Data section:

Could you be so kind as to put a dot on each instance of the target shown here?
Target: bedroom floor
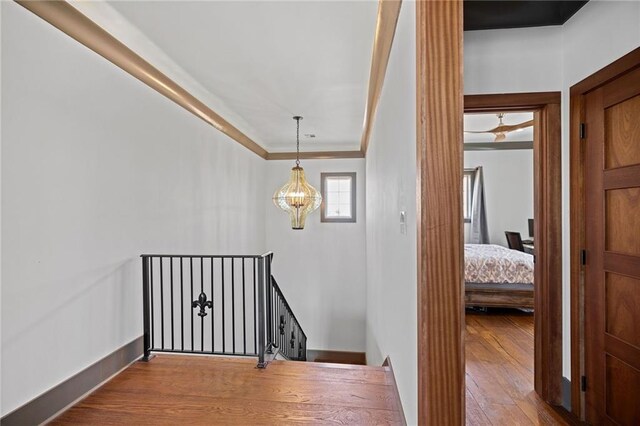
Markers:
(499, 372)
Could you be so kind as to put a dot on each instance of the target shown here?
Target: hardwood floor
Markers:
(499, 371)
(212, 390)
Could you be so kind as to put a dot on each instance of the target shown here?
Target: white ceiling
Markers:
(267, 61)
(487, 121)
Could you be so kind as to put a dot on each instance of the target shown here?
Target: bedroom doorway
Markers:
(513, 329)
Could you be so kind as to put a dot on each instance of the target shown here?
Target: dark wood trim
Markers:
(577, 243)
(548, 215)
(337, 357)
(317, 155)
(627, 63)
(439, 110)
(510, 101)
(624, 65)
(547, 168)
(388, 13)
(387, 364)
(496, 146)
(50, 403)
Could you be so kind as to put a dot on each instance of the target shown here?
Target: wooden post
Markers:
(441, 389)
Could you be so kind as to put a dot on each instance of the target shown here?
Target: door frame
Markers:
(548, 228)
(625, 64)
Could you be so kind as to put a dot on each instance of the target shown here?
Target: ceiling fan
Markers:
(502, 129)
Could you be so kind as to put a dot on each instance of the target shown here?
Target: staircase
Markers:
(196, 306)
(218, 305)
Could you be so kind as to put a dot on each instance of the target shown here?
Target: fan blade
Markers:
(506, 128)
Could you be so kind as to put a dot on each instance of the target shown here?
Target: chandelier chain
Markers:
(297, 141)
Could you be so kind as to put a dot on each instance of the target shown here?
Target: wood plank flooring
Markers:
(499, 371)
(212, 390)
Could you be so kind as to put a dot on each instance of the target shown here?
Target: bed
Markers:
(496, 276)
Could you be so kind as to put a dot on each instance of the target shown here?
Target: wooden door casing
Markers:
(612, 241)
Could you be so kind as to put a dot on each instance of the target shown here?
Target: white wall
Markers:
(508, 185)
(391, 188)
(321, 269)
(553, 59)
(97, 169)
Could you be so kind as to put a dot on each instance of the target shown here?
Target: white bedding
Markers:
(488, 263)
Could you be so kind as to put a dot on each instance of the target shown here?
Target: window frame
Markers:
(470, 173)
(323, 189)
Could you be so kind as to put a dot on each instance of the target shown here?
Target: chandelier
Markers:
(297, 197)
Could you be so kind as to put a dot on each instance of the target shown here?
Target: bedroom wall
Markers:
(391, 188)
(97, 169)
(322, 269)
(553, 59)
(508, 185)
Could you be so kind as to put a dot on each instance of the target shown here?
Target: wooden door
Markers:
(612, 237)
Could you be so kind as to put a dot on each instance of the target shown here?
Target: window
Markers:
(467, 193)
(338, 197)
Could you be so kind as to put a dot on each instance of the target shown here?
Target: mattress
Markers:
(489, 263)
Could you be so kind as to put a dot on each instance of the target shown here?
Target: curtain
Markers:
(478, 234)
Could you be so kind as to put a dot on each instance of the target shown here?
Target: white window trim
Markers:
(323, 189)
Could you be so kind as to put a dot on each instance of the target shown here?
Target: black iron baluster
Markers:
(261, 313)
(181, 305)
(202, 316)
(213, 348)
(161, 306)
(269, 304)
(233, 306)
(191, 271)
(244, 314)
(153, 324)
(146, 325)
(171, 282)
(255, 310)
(224, 302)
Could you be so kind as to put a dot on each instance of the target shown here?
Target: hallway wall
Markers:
(97, 169)
(391, 249)
(321, 269)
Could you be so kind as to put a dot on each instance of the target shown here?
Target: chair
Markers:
(514, 240)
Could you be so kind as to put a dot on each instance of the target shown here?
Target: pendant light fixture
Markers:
(297, 197)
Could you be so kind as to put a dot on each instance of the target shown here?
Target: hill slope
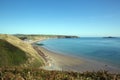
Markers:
(13, 51)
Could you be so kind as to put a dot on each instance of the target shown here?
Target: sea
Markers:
(106, 50)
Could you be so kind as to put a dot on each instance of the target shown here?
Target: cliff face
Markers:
(13, 48)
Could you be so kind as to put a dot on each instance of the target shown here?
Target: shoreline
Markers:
(55, 61)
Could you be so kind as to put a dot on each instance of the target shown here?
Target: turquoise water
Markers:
(106, 50)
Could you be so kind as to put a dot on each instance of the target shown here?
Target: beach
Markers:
(56, 61)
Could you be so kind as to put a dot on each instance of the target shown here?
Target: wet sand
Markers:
(56, 61)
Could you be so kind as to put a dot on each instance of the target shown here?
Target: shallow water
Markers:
(105, 50)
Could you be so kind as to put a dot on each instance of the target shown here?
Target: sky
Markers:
(61, 17)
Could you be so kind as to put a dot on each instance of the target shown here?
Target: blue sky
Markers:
(62, 17)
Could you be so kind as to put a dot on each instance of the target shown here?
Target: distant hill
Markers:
(40, 36)
(15, 52)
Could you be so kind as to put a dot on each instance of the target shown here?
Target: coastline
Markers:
(56, 61)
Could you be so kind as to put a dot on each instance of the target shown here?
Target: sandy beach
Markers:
(55, 61)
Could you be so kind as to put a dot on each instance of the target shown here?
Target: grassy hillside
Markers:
(11, 55)
(14, 51)
(40, 74)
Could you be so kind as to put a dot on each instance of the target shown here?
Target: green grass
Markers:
(17, 73)
(11, 55)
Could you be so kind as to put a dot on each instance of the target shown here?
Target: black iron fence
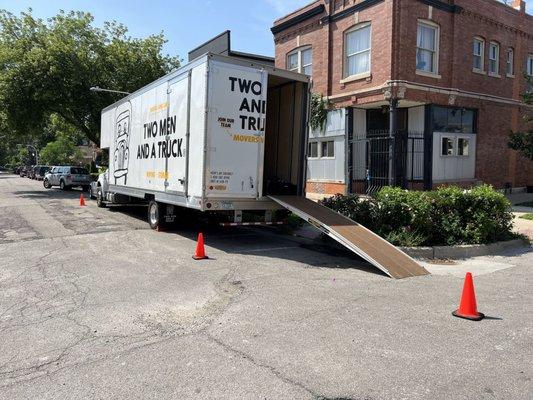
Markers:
(379, 160)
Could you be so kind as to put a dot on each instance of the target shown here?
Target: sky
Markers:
(185, 23)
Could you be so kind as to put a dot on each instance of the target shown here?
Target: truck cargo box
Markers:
(217, 134)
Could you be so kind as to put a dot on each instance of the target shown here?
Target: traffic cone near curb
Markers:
(200, 250)
(468, 307)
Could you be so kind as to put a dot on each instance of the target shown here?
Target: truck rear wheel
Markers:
(154, 213)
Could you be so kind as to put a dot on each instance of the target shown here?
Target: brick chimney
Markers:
(519, 5)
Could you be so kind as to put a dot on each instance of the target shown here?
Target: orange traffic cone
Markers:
(200, 250)
(468, 307)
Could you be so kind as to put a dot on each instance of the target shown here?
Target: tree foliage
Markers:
(523, 141)
(49, 66)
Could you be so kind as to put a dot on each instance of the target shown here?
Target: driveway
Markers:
(94, 304)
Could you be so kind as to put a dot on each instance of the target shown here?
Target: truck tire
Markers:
(154, 214)
(99, 198)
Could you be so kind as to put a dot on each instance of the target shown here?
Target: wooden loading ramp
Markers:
(354, 236)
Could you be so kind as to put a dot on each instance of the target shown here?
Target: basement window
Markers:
(463, 146)
(313, 150)
(447, 146)
(328, 149)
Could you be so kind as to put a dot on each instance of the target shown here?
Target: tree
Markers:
(48, 68)
(523, 141)
(61, 151)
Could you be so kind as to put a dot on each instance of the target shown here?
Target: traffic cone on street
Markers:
(468, 307)
(200, 250)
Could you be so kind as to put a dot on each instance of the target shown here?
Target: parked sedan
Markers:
(40, 171)
(67, 177)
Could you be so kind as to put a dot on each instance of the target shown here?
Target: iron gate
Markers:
(379, 160)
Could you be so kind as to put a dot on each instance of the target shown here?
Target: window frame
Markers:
(325, 142)
(529, 65)
(299, 53)
(436, 52)
(452, 141)
(482, 55)
(345, 56)
(509, 63)
(496, 60)
(464, 138)
(313, 142)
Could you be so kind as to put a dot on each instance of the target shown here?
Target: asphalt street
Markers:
(94, 304)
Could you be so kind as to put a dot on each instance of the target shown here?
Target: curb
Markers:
(463, 251)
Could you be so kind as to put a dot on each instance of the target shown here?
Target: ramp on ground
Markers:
(354, 236)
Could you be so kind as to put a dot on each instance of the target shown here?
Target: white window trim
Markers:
(457, 146)
(299, 52)
(509, 51)
(529, 60)
(318, 147)
(349, 78)
(435, 72)
(482, 55)
(324, 157)
(495, 74)
(454, 149)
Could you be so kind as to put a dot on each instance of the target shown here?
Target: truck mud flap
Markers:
(373, 248)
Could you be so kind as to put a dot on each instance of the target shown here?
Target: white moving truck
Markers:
(217, 135)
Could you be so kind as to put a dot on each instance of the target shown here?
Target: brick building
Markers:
(424, 92)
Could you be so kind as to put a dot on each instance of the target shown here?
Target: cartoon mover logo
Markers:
(122, 141)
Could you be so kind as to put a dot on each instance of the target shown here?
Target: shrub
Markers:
(446, 216)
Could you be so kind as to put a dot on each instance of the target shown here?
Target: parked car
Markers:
(67, 177)
(39, 172)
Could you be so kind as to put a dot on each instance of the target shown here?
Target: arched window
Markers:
(494, 58)
(357, 50)
(427, 47)
(301, 60)
(478, 54)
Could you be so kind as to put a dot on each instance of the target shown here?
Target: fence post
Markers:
(393, 127)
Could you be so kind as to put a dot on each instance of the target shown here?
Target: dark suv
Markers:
(67, 177)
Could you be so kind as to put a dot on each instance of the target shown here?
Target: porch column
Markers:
(393, 128)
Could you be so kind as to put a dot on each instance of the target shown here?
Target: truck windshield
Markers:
(78, 171)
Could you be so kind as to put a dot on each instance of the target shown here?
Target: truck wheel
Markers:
(154, 212)
(99, 198)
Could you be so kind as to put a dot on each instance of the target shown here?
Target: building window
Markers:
(357, 48)
(453, 119)
(447, 146)
(313, 150)
(463, 145)
(427, 48)
(510, 62)
(301, 60)
(328, 149)
(479, 54)
(494, 58)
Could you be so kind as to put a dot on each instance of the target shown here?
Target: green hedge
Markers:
(446, 216)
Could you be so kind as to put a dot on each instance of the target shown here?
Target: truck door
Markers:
(177, 138)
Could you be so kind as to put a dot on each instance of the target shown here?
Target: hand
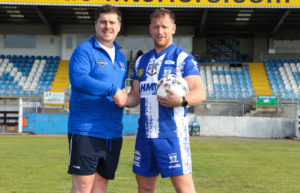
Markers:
(120, 98)
(173, 100)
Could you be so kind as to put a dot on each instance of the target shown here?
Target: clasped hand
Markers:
(120, 98)
(172, 100)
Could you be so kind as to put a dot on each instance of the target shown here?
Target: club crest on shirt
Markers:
(140, 72)
(167, 71)
(195, 64)
(169, 62)
(101, 63)
(173, 157)
(152, 67)
(122, 66)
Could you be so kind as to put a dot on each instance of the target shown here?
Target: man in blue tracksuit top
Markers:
(162, 142)
(97, 71)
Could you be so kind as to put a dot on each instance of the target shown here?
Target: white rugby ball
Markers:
(173, 82)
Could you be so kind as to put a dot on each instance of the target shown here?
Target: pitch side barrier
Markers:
(165, 3)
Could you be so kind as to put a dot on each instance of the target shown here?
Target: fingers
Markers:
(120, 98)
(172, 100)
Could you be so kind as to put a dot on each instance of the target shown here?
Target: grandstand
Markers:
(26, 75)
(241, 55)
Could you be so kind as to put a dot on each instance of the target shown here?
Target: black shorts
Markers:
(89, 155)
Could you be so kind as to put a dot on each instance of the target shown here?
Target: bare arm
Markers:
(133, 99)
(195, 96)
(197, 92)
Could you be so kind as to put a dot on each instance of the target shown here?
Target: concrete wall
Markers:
(256, 127)
(58, 123)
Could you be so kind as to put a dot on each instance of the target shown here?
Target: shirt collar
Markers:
(163, 52)
(96, 45)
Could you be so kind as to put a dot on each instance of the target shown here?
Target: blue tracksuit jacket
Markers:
(94, 80)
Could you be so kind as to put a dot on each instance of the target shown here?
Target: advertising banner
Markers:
(165, 3)
(54, 98)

Exercise requirements: A single number is the reply: the count of lines in the entries above that have the word "wheel".

Exercise result: 2